[Your instructions] Set down the entries below verbatim, starting with the line containing "Query: concrete planter" and going on through the line containing "Mark the region of every instance of the concrete", both included.

[Data section]
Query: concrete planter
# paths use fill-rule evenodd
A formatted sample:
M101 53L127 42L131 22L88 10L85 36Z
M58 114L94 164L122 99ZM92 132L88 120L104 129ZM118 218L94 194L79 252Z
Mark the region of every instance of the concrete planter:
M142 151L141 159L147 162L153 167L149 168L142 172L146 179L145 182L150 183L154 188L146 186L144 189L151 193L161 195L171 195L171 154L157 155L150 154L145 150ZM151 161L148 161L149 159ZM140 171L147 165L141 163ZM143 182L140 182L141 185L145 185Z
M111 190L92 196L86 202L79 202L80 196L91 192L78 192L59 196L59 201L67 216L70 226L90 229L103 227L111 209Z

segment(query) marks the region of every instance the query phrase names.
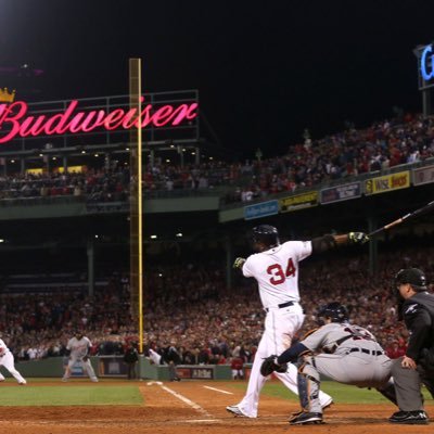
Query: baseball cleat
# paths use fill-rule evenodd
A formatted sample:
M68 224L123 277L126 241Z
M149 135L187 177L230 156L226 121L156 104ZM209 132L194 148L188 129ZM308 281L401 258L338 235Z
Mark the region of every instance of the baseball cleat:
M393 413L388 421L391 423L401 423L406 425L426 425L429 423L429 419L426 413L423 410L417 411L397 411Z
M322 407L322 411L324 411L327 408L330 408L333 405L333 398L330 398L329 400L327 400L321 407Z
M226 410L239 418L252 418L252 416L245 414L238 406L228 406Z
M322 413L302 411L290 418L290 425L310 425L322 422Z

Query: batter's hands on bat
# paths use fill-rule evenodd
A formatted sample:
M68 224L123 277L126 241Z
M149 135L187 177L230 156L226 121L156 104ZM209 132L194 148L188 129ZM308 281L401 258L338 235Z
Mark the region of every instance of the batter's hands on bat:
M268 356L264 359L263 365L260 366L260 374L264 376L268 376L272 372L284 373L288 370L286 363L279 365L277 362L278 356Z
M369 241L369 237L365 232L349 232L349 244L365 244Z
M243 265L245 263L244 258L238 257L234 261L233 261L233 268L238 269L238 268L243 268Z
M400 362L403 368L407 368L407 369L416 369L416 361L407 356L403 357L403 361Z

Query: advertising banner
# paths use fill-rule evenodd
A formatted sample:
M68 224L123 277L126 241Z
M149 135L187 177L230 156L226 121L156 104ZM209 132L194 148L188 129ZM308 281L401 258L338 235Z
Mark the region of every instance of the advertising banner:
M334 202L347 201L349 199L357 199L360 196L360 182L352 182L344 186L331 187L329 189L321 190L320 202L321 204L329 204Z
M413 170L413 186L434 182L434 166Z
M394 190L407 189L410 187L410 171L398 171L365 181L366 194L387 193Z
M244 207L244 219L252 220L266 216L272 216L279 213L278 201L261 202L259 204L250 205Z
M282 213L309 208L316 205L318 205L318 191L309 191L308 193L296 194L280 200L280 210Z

...

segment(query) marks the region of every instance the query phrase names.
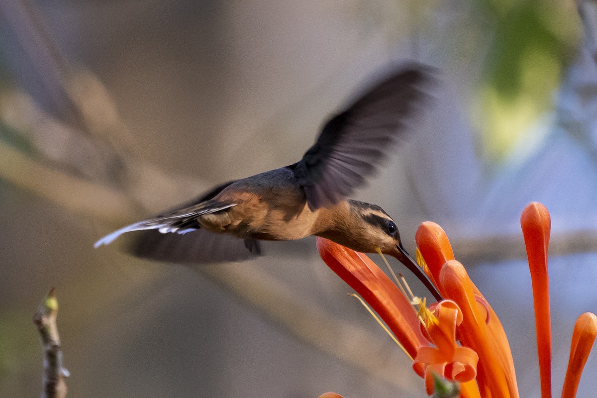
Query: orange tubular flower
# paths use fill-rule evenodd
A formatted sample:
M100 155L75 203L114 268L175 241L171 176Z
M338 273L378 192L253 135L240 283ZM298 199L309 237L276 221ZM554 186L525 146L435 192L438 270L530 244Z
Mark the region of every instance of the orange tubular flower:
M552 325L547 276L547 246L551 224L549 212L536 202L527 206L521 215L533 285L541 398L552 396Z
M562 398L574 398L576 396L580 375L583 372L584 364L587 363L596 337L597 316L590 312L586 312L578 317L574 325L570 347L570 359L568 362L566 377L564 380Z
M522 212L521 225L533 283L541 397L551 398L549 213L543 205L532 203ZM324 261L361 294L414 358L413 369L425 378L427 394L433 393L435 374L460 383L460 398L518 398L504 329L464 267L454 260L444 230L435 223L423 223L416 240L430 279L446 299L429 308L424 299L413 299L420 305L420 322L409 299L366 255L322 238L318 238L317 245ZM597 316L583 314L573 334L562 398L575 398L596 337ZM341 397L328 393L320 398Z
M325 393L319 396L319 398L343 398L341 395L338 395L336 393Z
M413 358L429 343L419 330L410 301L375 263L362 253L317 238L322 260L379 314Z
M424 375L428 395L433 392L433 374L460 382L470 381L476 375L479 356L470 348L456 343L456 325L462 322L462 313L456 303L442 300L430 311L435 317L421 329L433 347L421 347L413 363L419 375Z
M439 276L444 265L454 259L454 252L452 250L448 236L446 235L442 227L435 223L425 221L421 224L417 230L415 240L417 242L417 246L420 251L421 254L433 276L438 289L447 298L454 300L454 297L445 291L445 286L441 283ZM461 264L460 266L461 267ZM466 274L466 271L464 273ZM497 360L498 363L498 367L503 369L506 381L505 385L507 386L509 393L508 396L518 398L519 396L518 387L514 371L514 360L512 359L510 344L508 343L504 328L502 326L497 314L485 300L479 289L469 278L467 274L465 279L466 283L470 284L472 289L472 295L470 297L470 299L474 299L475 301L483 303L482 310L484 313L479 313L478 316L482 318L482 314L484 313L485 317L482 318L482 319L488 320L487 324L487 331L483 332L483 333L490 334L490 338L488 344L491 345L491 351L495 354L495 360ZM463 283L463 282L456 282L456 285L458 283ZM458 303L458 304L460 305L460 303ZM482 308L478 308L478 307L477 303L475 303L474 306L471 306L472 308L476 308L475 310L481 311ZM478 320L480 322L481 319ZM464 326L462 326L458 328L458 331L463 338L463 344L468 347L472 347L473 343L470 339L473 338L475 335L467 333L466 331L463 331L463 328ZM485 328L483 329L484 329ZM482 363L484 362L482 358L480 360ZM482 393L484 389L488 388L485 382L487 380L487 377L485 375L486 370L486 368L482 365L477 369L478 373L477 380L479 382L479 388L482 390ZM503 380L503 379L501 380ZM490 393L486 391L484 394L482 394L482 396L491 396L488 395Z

...

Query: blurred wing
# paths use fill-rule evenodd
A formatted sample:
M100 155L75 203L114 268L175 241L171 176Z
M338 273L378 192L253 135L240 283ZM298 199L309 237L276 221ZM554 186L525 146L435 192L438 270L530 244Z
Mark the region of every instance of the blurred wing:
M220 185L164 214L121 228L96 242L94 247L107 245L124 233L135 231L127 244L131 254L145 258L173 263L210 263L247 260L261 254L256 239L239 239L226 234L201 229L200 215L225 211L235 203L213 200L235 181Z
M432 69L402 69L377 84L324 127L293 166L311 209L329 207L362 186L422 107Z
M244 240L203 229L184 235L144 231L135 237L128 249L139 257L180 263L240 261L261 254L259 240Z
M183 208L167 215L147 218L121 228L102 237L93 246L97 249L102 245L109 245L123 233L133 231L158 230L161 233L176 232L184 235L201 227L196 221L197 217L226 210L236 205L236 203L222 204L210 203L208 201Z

[Exercise result]
Query: concrete planter
# paths use fill-rule evenodd
A formatted sample:
M101 53L127 42L131 22L88 10L85 36Z
M58 114L94 164L122 99ZM92 132L88 120L104 129ZM118 218L94 194L79 252Z
Mark the region of every instance of the concrete planter:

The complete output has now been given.